(Beginning of Information given)
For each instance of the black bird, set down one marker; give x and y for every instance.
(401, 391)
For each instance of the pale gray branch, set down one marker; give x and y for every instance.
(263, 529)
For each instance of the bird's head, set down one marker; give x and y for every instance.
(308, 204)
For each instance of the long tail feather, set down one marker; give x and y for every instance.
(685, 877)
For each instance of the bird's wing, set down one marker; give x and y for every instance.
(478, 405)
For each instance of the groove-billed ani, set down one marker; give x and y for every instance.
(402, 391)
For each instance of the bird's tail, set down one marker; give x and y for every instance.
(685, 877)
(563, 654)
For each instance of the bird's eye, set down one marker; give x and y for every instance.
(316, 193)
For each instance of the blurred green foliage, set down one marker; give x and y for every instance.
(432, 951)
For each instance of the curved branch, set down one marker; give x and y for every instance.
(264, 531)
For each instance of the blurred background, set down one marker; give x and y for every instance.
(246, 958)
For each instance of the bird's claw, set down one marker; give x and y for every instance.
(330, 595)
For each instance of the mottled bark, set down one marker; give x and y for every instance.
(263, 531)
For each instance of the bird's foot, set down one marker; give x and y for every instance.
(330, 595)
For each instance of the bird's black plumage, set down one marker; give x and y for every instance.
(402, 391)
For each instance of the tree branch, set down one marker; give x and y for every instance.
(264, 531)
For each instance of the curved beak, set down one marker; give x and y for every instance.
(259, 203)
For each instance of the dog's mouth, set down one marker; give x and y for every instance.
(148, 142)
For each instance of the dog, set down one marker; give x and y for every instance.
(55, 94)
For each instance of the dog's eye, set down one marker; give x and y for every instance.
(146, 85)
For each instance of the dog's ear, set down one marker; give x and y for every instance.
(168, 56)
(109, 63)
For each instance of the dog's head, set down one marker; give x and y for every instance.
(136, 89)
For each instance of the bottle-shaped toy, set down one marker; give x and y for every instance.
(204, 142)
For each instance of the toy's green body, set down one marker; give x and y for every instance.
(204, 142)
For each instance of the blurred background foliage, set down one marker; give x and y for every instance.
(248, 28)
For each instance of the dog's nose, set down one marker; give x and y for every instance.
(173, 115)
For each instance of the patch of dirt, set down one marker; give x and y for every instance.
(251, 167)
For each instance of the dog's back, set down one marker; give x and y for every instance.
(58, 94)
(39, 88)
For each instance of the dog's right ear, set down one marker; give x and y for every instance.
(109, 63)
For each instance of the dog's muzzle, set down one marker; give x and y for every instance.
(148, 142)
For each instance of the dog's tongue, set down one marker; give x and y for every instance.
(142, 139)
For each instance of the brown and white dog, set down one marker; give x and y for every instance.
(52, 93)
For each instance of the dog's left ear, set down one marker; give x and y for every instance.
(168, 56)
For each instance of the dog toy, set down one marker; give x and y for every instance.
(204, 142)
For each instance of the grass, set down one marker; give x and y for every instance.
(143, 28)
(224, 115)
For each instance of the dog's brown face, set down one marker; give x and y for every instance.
(End of Information given)
### What to work on:
Whatever appears in the data above should be set down again exactly.

### Solution to this task:
For each instance of the black bird, set down one marker; give x and y for every instance.
(401, 391)
For each instance of the pale gray branch, set down one marker; give x and y for every instance.
(263, 529)
For each instance of the bird's head, set down one marker; give x and y for every instance.
(308, 204)
For each instance of the long tail feather, set down one marker; give x and y for every instance.
(685, 877)
For each instance of the bird's wing, set down one marker; give x and y for every instance.
(478, 405)
For each instance of the groove-billed ani, set down one marker; give x and y for every instance.
(402, 391)
For each instance of the bird's tail, set down one marker; give x and y for every instance.
(685, 877)
(563, 654)
For each instance of the bird's eye, set down one marker; give x and y for every instance.
(316, 193)
For each instance of the blurred green foliage, set down one marker; give x and y for every instance.
(432, 951)
For each instance of the curved branch, set down one marker; give x and y for every instance.
(264, 531)
For each instance of the blurred background, set down one marker; give x and y for every instance.
(246, 958)
For each instance of the bird's claw, set down one marker; give x and y for every instance.
(330, 595)
For each instance of the mottled bark, set down one marker; give x and y for every instance.
(263, 531)
For each instance of the bird's foot, set down one marker; give x and y for every instance.
(330, 595)
For each instance of the bird's black plumage, set down one marker; give x and y for every instance.
(402, 391)
For each instance of the tree branch, set down one marker; give x and y for every instance.
(264, 531)
For each instance of the curved beak, set down one marker; give x and y for every instance.
(259, 203)
For each instance of the dog's mouth, set down one marker; give x and y for every instance.
(148, 142)
For each instance of the dog, set down one marker; give x and y for every instance.
(55, 94)
For each instance of the dog's eye, set down one marker; give x and y for every instance.
(146, 85)
For each instance of the dog's ear, set down one marker; give x and y for every instance.
(168, 56)
(109, 63)
For each instance of the dog's head, set down one marker; give x and y for every instance.
(136, 89)
For each instance of the bottle-shaped toy, set down one marker; give x and y for every instance.
(204, 142)
For each instance of the toy's green body, set down one marker; give x and y for every instance.
(204, 142)
For each instance of the blurred background foliage, set down one marker; give x and y for every instance.
(248, 28)
For each instance of the dog's nose, set down one marker; give x and y for every instance.
(173, 115)
For each instance of the patch of dirt, set down one marker; give x and y for every instance.
(251, 167)
For each instance of the dog's back, set down one marker; give x and y for every instance.
(58, 94)
(39, 88)
For each instance of the dog's right ear, set down one marker; give x and y for every instance.
(109, 63)
For each instance of the dog's muzzle, set down one marker; give x and y for every instance.
(148, 142)
For each instance of the dog's tongue, set down one marker; give x and y for every instance.
(142, 139)
For each instance of the brown and white dog, set down one marker; give x and y for every instance.
(52, 93)
For each instance of the dog's left ear, set down one marker; give x and y for every instance.
(168, 56)
For each instance of the dog toy, set down one marker; give x and y for every instance.
(204, 142)
For each instance of the grass, set down one marker; give x and y for every instance.
(143, 28)
(224, 115)
For each instance of the dog's brown face, set down one marker; give x and y for every instance.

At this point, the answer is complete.